What to do:
Return exactly the span that opens with the line containing "Target: pile of leaves" and closes with the final line of the records, both included.

++++ Data provided

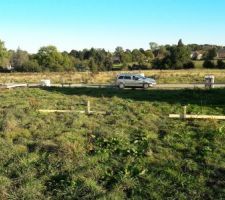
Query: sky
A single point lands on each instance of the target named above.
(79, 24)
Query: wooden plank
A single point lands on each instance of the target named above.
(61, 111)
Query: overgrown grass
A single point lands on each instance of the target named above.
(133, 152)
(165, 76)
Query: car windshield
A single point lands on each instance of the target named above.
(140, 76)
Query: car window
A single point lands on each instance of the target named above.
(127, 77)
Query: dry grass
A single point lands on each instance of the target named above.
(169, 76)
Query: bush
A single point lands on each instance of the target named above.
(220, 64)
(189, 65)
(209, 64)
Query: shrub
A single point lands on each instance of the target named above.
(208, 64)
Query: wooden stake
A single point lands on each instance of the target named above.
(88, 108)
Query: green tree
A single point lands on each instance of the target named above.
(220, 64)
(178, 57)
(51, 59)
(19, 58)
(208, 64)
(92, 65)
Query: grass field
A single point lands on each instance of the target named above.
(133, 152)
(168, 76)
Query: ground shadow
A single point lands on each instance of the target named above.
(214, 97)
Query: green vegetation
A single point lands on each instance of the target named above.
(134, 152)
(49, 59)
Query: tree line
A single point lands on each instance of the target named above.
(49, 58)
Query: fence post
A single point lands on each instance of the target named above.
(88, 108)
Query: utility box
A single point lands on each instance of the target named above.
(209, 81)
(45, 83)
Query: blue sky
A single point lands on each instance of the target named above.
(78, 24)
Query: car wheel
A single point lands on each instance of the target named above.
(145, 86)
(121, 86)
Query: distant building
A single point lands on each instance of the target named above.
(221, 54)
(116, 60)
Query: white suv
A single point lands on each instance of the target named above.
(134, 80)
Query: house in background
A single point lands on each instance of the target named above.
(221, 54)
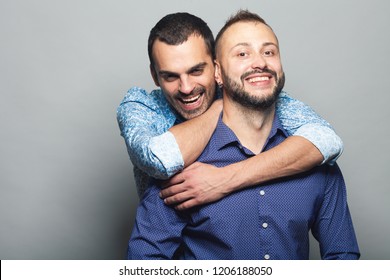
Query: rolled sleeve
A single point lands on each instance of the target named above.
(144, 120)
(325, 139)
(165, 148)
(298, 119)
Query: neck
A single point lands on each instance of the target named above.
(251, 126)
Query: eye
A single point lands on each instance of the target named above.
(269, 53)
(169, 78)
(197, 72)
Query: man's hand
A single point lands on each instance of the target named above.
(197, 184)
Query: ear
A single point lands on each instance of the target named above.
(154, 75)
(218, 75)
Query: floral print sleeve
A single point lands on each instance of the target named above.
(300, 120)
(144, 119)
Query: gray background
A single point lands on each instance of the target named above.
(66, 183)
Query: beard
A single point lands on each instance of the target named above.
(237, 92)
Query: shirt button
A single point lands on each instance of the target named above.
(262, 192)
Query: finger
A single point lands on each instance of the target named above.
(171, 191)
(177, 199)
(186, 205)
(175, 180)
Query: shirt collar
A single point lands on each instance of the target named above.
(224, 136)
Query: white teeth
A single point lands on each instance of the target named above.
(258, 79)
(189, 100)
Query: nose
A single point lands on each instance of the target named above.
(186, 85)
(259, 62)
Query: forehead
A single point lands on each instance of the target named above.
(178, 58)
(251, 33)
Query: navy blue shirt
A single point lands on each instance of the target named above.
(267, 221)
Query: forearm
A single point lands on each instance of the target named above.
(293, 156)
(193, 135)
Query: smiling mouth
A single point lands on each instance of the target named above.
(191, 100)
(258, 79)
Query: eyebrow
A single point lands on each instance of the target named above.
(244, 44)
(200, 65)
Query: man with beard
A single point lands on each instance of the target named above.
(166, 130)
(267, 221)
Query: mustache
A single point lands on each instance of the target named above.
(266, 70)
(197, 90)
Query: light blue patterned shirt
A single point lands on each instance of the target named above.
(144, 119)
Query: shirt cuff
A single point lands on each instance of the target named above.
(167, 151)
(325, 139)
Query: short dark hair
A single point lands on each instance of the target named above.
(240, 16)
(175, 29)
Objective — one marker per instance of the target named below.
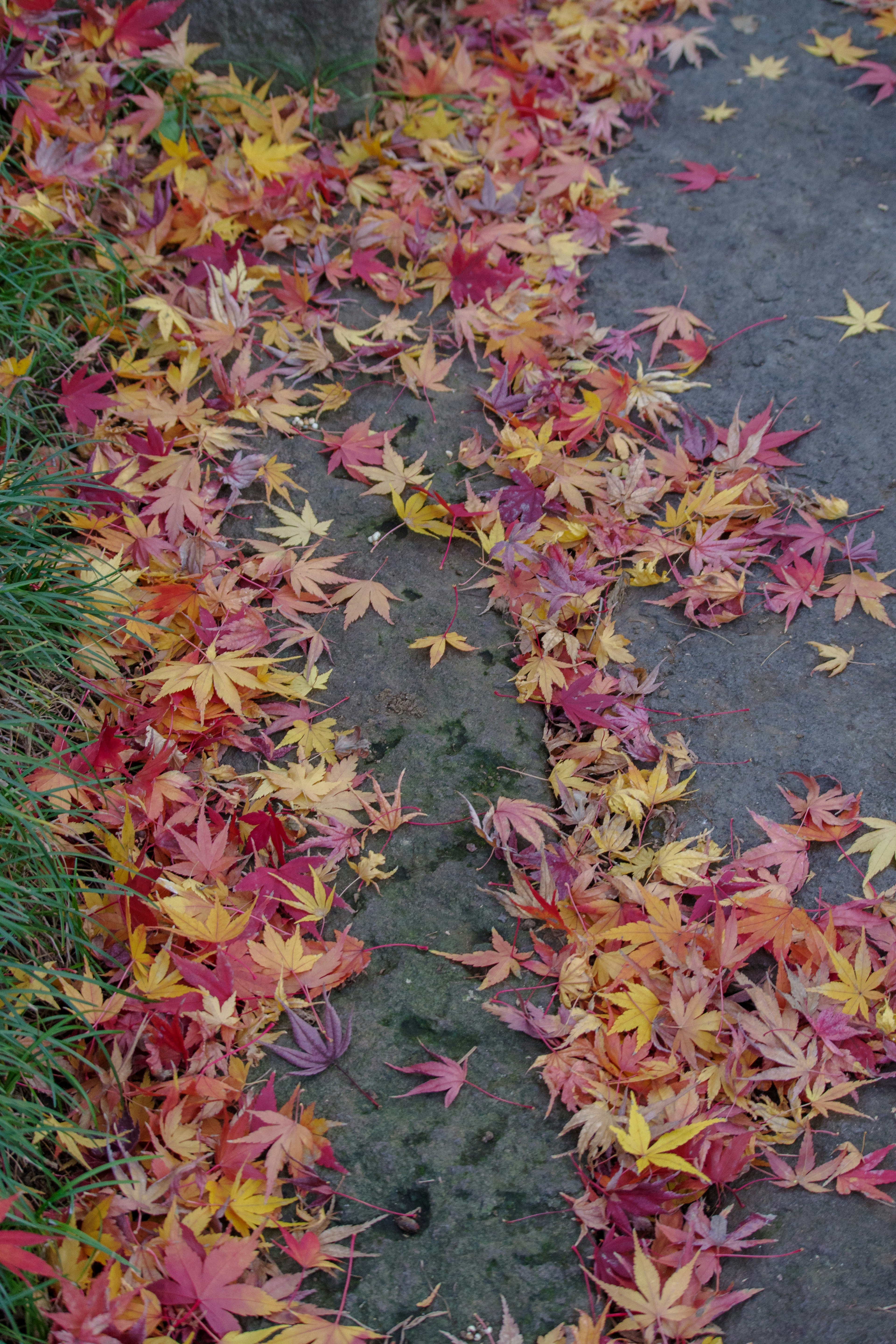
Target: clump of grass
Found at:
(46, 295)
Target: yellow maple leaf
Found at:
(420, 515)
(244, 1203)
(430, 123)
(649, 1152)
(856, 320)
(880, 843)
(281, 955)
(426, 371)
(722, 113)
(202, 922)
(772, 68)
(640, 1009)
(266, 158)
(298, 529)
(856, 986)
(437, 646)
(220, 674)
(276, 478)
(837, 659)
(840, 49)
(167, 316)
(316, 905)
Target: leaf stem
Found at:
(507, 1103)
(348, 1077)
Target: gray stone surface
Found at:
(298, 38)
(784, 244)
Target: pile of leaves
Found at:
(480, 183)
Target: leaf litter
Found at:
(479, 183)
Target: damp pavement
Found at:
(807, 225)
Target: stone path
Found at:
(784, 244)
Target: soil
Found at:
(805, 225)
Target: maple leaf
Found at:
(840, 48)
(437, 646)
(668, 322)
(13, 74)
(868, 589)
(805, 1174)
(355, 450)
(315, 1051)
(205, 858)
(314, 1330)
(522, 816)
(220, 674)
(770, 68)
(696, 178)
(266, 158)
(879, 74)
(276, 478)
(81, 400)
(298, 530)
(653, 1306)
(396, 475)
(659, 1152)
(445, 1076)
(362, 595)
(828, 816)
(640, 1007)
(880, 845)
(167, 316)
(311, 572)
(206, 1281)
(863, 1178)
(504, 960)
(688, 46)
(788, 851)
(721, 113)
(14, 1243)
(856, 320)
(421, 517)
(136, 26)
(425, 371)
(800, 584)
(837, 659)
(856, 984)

++++++++

Output:
Target: pile of leaves
Found at:
(480, 183)
Target: leaf litter
Found at:
(479, 183)
Target: damp pavement
Found at:
(807, 225)
Target: stone path
Found at:
(784, 244)
Target: soil
Found at:
(805, 225)
Target: maple leaf
Found at:
(840, 48)
(437, 646)
(668, 322)
(13, 74)
(868, 589)
(805, 1174)
(355, 450)
(315, 1051)
(205, 858)
(314, 1330)
(522, 816)
(220, 674)
(770, 68)
(696, 178)
(266, 158)
(879, 74)
(276, 478)
(81, 400)
(298, 530)
(653, 1306)
(396, 475)
(659, 1152)
(445, 1076)
(362, 595)
(828, 816)
(640, 1007)
(880, 845)
(167, 316)
(311, 572)
(206, 1281)
(863, 1178)
(504, 960)
(688, 46)
(788, 851)
(721, 113)
(14, 1243)
(856, 320)
(421, 517)
(136, 26)
(425, 371)
(800, 584)
(837, 659)
(856, 984)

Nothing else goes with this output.